(Some records)

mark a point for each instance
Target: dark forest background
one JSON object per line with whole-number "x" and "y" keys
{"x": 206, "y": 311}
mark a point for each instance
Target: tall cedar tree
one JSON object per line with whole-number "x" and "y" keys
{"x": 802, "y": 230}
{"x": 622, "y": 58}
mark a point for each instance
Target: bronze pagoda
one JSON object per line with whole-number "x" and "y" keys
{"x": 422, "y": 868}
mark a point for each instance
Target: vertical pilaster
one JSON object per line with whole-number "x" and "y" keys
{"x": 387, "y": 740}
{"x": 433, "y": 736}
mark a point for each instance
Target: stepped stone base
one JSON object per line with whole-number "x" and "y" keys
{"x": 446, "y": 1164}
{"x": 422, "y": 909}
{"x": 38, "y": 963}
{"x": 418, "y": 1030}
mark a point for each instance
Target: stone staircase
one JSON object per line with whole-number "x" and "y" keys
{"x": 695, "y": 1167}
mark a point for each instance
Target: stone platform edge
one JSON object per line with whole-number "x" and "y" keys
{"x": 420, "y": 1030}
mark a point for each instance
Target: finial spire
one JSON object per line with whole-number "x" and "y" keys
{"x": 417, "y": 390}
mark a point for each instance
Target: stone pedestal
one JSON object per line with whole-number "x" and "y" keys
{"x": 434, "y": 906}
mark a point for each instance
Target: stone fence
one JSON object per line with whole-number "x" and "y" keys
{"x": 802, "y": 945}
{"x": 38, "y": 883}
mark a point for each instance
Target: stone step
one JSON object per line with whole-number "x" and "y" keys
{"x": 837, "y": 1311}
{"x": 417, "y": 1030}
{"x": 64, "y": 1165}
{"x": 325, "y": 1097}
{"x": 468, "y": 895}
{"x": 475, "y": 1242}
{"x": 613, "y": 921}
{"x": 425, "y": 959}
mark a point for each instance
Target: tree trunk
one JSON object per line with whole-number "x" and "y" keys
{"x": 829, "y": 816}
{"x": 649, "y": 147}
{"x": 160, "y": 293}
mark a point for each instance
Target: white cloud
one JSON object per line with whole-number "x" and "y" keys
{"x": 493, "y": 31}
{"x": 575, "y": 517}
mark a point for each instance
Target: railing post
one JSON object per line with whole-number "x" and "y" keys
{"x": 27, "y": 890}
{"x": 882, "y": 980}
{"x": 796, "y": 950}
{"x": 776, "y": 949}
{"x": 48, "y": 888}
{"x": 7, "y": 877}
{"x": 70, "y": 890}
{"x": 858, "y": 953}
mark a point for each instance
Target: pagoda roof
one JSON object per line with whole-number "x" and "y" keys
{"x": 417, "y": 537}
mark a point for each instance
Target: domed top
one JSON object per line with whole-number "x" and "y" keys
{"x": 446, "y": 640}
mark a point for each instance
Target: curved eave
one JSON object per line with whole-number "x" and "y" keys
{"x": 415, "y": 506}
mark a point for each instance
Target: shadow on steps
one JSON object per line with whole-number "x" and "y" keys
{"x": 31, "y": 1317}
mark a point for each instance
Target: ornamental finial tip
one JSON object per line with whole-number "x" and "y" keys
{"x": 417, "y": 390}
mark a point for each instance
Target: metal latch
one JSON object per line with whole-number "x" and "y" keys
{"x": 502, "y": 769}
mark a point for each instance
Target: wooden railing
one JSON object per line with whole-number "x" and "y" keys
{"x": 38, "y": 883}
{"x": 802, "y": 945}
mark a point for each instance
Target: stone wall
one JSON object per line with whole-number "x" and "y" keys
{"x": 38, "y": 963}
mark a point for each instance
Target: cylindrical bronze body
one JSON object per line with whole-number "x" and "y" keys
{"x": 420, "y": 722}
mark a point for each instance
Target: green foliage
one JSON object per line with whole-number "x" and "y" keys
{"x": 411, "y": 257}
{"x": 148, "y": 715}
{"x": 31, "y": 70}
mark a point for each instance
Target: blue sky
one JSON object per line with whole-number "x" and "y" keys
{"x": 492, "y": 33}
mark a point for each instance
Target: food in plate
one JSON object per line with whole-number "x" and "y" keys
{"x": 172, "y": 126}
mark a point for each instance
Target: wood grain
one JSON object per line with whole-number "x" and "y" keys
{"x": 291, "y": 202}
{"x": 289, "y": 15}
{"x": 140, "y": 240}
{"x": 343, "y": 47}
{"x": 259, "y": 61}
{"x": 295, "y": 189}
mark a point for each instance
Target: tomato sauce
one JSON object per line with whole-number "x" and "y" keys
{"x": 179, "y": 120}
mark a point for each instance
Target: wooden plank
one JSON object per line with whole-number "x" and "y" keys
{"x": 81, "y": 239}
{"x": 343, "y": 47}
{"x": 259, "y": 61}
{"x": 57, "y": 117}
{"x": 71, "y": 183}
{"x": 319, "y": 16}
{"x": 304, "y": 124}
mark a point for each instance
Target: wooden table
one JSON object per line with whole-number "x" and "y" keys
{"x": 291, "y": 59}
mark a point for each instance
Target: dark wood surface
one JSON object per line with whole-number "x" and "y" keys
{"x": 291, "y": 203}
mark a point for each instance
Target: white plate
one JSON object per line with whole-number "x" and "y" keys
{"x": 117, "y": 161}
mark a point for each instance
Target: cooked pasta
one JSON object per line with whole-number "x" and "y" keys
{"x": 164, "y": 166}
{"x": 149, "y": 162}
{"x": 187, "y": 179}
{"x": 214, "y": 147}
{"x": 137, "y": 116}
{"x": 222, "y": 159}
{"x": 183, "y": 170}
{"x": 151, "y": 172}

### PROBLEM REQUIREMENTS
Return every record, word for word.

### TASK RESPONSE
mark a point for each instance
Target: dark forest background
one JSON object per line with whole-number "x" and "y" keys
{"x": 206, "y": 311}
mark a point for each instance
Target: tall cedar tree
one JSON object per line with whole-number "x" and "y" keys
{"x": 802, "y": 230}
{"x": 622, "y": 58}
mark a point for each instance
Target: bronze pagoda
one JSON object per line with whole-number "x" and "y" keys
{"x": 422, "y": 868}
mark a point for each instance
Target: vertical pilaster
one JSON object per line with whole-number "x" and "y" keys
{"x": 387, "y": 740}
{"x": 433, "y": 736}
mark a point for each instance
Target: stepped stone base
one JSON object per line with whole-number "x" and "y" keys
{"x": 446, "y": 1164}
{"x": 422, "y": 909}
{"x": 38, "y": 963}
{"x": 418, "y": 1030}
mark a point for each instance
Target: stone staircase
one JSON object per line with whole-number "x" and "y" keys
{"x": 695, "y": 1167}
mark a point for each instance
Target: stone platform edge
one JSON object per line with whole-number "x" and "y" keys
{"x": 420, "y": 1030}
mark a point for each instance
Target: finial spire
one JSON object per line with whole-number "x" and "y" keys
{"x": 417, "y": 390}
mark a point for each instance
Target: stone pedestal
one JSON object per line with whole-number "x" and "y" keys
{"x": 434, "y": 906}
mark a point for each instance
Target: stone fence
one JSON object per line with whole-number "x" and "y" keys
{"x": 802, "y": 945}
{"x": 38, "y": 883}
mark a point for each instance
Target: stone step
one JSON object per line with whole-number "x" and "y" keys
{"x": 837, "y": 1311}
{"x": 417, "y": 1030}
{"x": 64, "y": 1165}
{"x": 325, "y": 1097}
{"x": 468, "y": 895}
{"x": 475, "y": 1242}
{"x": 613, "y": 921}
{"x": 425, "y": 959}
mark a point for each instance
Target: tree trunk
one JSON object per line with whole-number "x" and "y" keys
{"x": 829, "y": 816}
{"x": 649, "y": 147}
{"x": 160, "y": 293}
mark a point for each instance
Target: white cloud
one JSON object per line with whole-number "x" and "y" keys
{"x": 493, "y": 31}
{"x": 575, "y": 517}
mark a point for each instance
Target: railing post
one JSON object per line with whole-number "x" and "y" keys
{"x": 27, "y": 890}
{"x": 882, "y": 980}
{"x": 796, "y": 950}
{"x": 776, "y": 949}
{"x": 48, "y": 888}
{"x": 7, "y": 877}
{"x": 70, "y": 890}
{"x": 858, "y": 953}
mark a point for each instance
Target: pagoda roof
one JSON object per line with whole-number "x" and "y" keys
{"x": 417, "y": 537}
mark a point for each instance
Target: domed top
one JSON object per line with whole-number "x" and "y" keys
{"x": 446, "y": 640}
mark a point for each instance
Target: curved eave
one JSON object per line with whole-number "x" and "y" keys
{"x": 415, "y": 506}
mark a point for each instance
Target: shadow on steps
one JSON object per line with whole-number "x" and "y" keys
{"x": 31, "y": 1317}
mark a point for each instance
Target: ornamental finial tip
one JSON object per line with whole-number "x" and "y" keys
{"x": 417, "y": 390}
mark a point for each instance
Target: metal latch
one JSON object per line with whole-number "x" and "y" keys
{"x": 502, "y": 769}
mark a point for each instance
Target: wooden railing
one JSON object per line with whole-number "x" and "y" keys
{"x": 38, "y": 883}
{"x": 802, "y": 945}
mark a point for each instance
Target: stone wall
one JSON object per line with whole-number "x" and "y" keys
{"x": 38, "y": 963}
mark a point for each instance
Target: cylindrical bronze body
one JSON object per line with whole-number "x" and "y" keys
{"x": 420, "y": 722}
mark a point for each instance
Target: green foliage
one JSON object per line with whole-number "x" and "y" keys
{"x": 411, "y": 257}
{"x": 148, "y": 715}
{"x": 31, "y": 70}
mark a point for each instance
Target: blue sky
one JSON object per line with whole-number "x" and "y" keys
{"x": 492, "y": 33}
mark a point for each instance
Target: food in plate
one JSON object per line with whole-number "x" and "y" keys
{"x": 172, "y": 126}
mark a point for each instance
Target: wood grain
one JSON object per line with whole-number "x" and "y" keys
{"x": 291, "y": 202}
{"x": 289, "y": 15}
{"x": 140, "y": 240}
{"x": 343, "y": 47}
{"x": 259, "y": 61}
{"x": 295, "y": 189}
mark a point for each instance
Target: tomato sauce
one JSON object per line with whole-number "x" and "y" keys
{"x": 179, "y": 120}
mark a point for each instance
Target: wooden plank
one JSON object per line with whole-number "x" and "y" keys
{"x": 81, "y": 239}
{"x": 343, "y": 47}
{"x": 259, "y": 61}
{"x": 57, "y": 117}
{"x": 71, "y": 183}
{"x": 319, "y": 16}
{"x": 304, "y": 124}
mark a point for each instance
Target: wooden table
one JSON object per line with whole-number "x" and "y" keys
{"x": 291, "y": 59}
mark a point for each instance
Target: dark wood surface
one JSON object per line with whole-number "x" and "y" keys
{"x": 291, "y": 203}
mark a point for each instance
Target: white plate
one JSON object per line with whole-number "x" and "y" keys
{"x": 117, "y": 161}
mark a point for each instance
Target: cooked pasta
one JSON object per line with whole-number "x" and "y" keys
{"x": 164, "y": 166}
{"x": 149, "y": 162}
{"x": 187, "y": 179}
{"x": 214, "y": 147}
{"x": 137, "y": 116}
{"x": 222, "y": 159}
{"x": 183, "y": 170}
{"x": 151, "y": 172}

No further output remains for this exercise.